YOUR INSTRUCTIONS
Continue the passage on testing fiber optic cables, starting after its last sentence.

══ EXTRACTED TEXT

You probably noticed in my list of common fiber optic cable problems that signal loss is a common culprit in fiber problems. Fortunately a technique called loss testing allows you to test a fiber optic cable to measure signal loss.
The technique involves connecting a source generator to a power meter. You can set the dBm range and the wavelength that you want to test on the source generator. You then attach the source generator to the power meter, which measures the signal and reports on the signal’s losses. Typically, the process involves using a cable you know to be good as a reference to establish a baseline measurement before you test an unknown cable. If the unknown cable is good, then its losses should be similar to the losses of the reference cable.
Unfortunately, I can’t tell you how much of a loss is too much because it depends heavily on the cable and on the physical environment. However, there are some guidelines that you can use. Keep in mind, though, that these are just guidelines: Depending on your cable type, your numbers could be radically different from mine:
- Each connector gives about a 0.5-db loss up to a maximum of about .75 dB.
- Each splice results in a loss of about 2 dB.
- If you’re using single-mode fiber, you can plan on losing 0.1 db for every 600 feet of cable.
- If you’re using multimode cable, plan on losing about 0.1 dB per 100 feet of cable.
The actual type of test equipment you’ll need depends on what type of cable and connectors you’re using. Obviously, not every connector will attach to every tester. Likewise, you can’t expect a tester that’s designed for single-mode cable to test multimode cable. There are a wide variety of fiber optic testers on the market. Some test only a single type of cable, while others are designed to function as all-in-one testers. In my opinion, Fluke Networks makes the best network testing tools available.
A fiber optic microscope
As I’ve mentioned, fiber optic contamination is also a problem. Fiber optic contamination is caused by things like dust, scratches, or epoxy on the ends of the fiber optic connectors. The best way of testing for such contaminants is by using a fiber optic microscope.

════
══ INPUT DATA

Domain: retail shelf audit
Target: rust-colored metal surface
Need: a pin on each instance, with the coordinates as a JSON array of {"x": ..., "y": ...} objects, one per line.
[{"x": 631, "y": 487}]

════

TASK RESULT
A fiber optic microscope is a special microscope designed specifically for inspecting fiber optics. Traditional fiber optic microscopes range in price from just under US$100 to about US$800.
If you’re considering the purchase of a fiber optic microscope, there are several things to look for besides price. The first thing that you should look for is a connector to hold the cable in place. Many of the cheaper portable microscopes require you to hold the cable in front of the microscope. At high magnification levels, it’s almost impossible to hold the cable and the microscope still enough to perform a thorough inspection.
The next thing that you should look for is the magnification level. Typically, the magnification levels of fiber optic microscopes range from 100X to 400X. The higher the magnification level, the more detail you’ll be able to see when inspecting the cable.
Finally, you should check to see if the microscope is optical or electronic. Some higher-end fiber optic microscopes actually display the image on a video monitor rather than requiring you to look through a microscope barrel. Such systems typically display a 3 mm cable end magnified to the size of a tennis ball.
A company called Prior Scientific has even produced a software-driven fiber optic microscope. This microscope takes all of the subjectivity out of cable inspections and certifications. The software looks for specific things in the image produced by the microscope and makes a decision based on the image.
It’s not your fault
Like the glass upon which it’s based, fiber optic cable is very fragile. You can tie copper cable in knots and still use it, but you have to treat fiber optic cable with kid gloves. When you start using fiber, you’ll eventually run into problems with it. Knowing why fiber fails and what to do about it will help you solve the problem without tearing the fibers out of your head.